**TASK STATEMENT:** Rescale the data below by copying every line, requests included, and multiplying each coordinate in the answers by 0.5, rounding to whole numbers with halves rounded up. Keep the numbers in the requests and their format samples unchanged.

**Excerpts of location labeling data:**

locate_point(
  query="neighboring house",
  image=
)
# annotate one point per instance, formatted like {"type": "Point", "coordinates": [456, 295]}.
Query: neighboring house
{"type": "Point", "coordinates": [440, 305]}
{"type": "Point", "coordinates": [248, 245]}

**EXERCISE RESPONSE:**
locate_point(
  query="neighboring house",
  image=
)
# annotate one point per instance, formatted like {"type": "Point", "coordinates": [456, 295]}.
Query: neighboring house
{"type": "Point", "coordinates": [220, 153]}
{"type": "Point", "coordinates": [124, 123]}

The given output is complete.